(Items from a dataset)
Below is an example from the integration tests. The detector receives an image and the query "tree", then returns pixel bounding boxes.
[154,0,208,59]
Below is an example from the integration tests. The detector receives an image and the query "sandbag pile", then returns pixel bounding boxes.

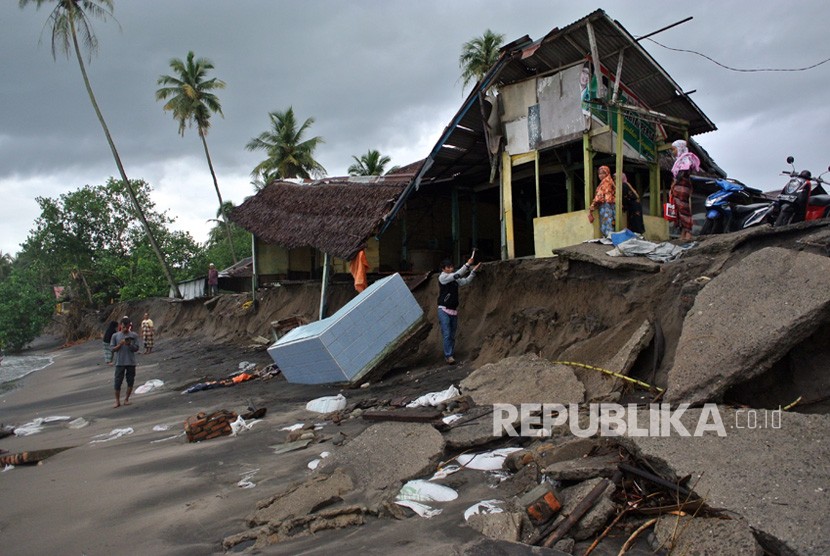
[184,409,237,442]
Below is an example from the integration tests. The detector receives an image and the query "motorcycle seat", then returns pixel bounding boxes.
[809,195,830,207]
[732,203,770,214]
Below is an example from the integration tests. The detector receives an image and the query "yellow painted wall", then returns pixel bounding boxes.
[533,210,599,258]
[643,215,669,241]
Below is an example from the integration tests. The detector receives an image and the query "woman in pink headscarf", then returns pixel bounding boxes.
[670,139,700,241]
[588,166,617,237]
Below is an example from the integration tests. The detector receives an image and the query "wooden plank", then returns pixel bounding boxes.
[363,407,444,423]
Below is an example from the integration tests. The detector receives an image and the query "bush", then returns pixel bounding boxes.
[0,268,55,352]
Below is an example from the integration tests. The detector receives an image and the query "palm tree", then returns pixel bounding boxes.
[19,0,181,298]
[0,251,14,280]
[156,50,237,264]
[245,106,326,179]
[458,29,504,89]
[348,149,398,176]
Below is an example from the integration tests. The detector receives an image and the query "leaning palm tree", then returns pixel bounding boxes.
[245,106,326,179]
[348,149,398,176]
[458,29,504,89]
[19,0,181,297]
[156,50,237,264]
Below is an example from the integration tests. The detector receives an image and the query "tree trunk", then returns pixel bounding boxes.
[69,14,182,299]
[199,128,238,264]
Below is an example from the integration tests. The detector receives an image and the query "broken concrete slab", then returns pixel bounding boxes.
[553,243,661,272]
[461,353,585,405]
[320,422,444,507]
[557,320,654,402]
[457,539,570,556]
[666,247,830,404]
[247,469,354,527]
[542,454,620,481]
[558,478,617,541]
[467,512,522,542]
[653,515,764,556]
[620,406,830,555]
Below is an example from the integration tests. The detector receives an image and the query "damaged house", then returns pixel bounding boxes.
[231,10,725,283]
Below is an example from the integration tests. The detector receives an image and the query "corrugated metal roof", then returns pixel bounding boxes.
[498,10,717,135]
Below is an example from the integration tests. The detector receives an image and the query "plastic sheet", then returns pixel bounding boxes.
[457,448,521,471]
[305,394,346,413]
[135,378,164,394]
[89,427,135,444]
[464,500,504,521]
[406,385,461,407]
[14,415,72,436]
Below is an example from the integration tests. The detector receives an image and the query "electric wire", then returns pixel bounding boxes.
[646,38,830,73]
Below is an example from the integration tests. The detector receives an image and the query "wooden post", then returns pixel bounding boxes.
[501,152,515,260]
[614,106,625,232]
[320,253,329,320]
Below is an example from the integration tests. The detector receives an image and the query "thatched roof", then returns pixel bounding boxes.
[230,176,410,259]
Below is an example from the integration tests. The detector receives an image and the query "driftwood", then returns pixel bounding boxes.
[0,446,74,465]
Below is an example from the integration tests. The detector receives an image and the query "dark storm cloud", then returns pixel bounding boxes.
[0,0,830,252]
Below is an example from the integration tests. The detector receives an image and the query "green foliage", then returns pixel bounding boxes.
[458,29,504,89]
[245,106,326,183]
[0,266,55,351]
[17,179,201,305]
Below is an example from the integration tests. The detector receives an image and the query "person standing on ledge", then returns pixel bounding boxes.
[110,317,139,407]
[208,263,219,296]
[438,249,481,365]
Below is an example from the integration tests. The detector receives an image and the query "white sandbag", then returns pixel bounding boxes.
[305,394,346,413]
[464,500,504,521]
[456,448,521,471]
[395,500,443,519]
[135,378,164,394]
[406,384,461,407]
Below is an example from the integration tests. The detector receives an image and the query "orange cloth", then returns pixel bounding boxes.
[349,250,369,292]
[591,174,617,210]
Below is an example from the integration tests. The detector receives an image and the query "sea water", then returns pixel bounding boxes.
[0,355,53,393]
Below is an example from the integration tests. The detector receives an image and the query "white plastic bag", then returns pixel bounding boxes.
[457,448,521,471]
[305,394,346,413]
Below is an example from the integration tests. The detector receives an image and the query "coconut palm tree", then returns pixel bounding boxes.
[245,106,326,179]
[156,50,237,264]
[19,0,181,297]
[458,29,504,89]
[348,149,398,176]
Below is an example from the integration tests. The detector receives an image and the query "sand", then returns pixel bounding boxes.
[0,339,488,556]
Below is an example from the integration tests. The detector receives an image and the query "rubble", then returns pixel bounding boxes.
[461,353,585,405]
[621,406,830,555]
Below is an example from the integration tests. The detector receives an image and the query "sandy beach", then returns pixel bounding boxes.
[0,332,494,556]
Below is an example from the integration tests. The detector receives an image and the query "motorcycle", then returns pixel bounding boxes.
[770,156,830,227]
[692,176,771,235]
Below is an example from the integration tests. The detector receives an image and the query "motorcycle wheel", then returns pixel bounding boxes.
[700,218,723,236]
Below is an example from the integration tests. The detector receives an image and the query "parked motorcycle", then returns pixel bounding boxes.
[770,156,830,226]
[704,176,771,235]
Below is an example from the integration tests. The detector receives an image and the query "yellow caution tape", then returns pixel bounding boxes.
[553,361,668,399]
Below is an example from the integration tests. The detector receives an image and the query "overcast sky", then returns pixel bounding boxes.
[0,0,830,254]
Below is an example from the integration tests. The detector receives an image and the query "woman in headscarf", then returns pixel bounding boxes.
[614,174,646,234]
[588,166,617,237]
[670,139,700,241]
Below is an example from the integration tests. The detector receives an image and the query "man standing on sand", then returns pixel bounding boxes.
[208,263,219,296]
[110,317,139,407]
[438,250,481,365]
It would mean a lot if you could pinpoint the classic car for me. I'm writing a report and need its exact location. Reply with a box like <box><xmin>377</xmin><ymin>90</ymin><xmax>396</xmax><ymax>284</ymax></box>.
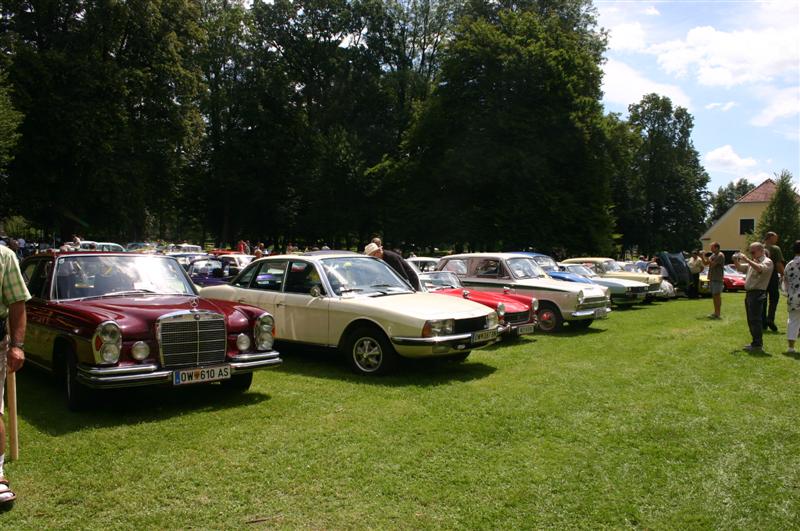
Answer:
<box><xmin>437</xmin><ymin>253</ymin><xmax>611</xmax><ymax>332</ymax></box>
<box><xmin>419</xmin><ymin>271</ymin><xmax>539</xmax><ymax>337</ymax></box>
<box><xmin>186</xmin><ymin>258</ymin><xmax>232</xmax><ymax>286</ymax></box>
<box><xmin>406</xmin><ymin>256</ymin><xmax>439</xmax><ymax>273</ymax></box>
<box><xmin>21</xmin><ymin>253</ymin><xmax>281</xmax><ymax>409</ymax></box>
<box><xmin>201</xmin><ymin>252</ymin><xmax>499</xmax><ymax>374</ymax></box>
<box><xmin>559</xmin><ymin>264</ymin><xmax>648</xmax><ymax>306</ymax></box>
<box><xmin>519</xmin><ymin>251</ymin><xmax>595</xmax><ymax>284</ymax></box>
<box><xmin>561</xmin><ymin>257</ymin><xmax>662</xmax><ymax>301</ymax></box>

Exercise description ▸ Identify every line in the items above that contains the word "white", and copy each of those lines in full.

Complete response ▸
Below is an example from the integration tests. The detector receives an image and the query "white sandbag", then returns pixel bounding boxes.
Below is an example from the integration tests. The detector receives an image and the query "white plastic bag", then returns pixel bounding boxes.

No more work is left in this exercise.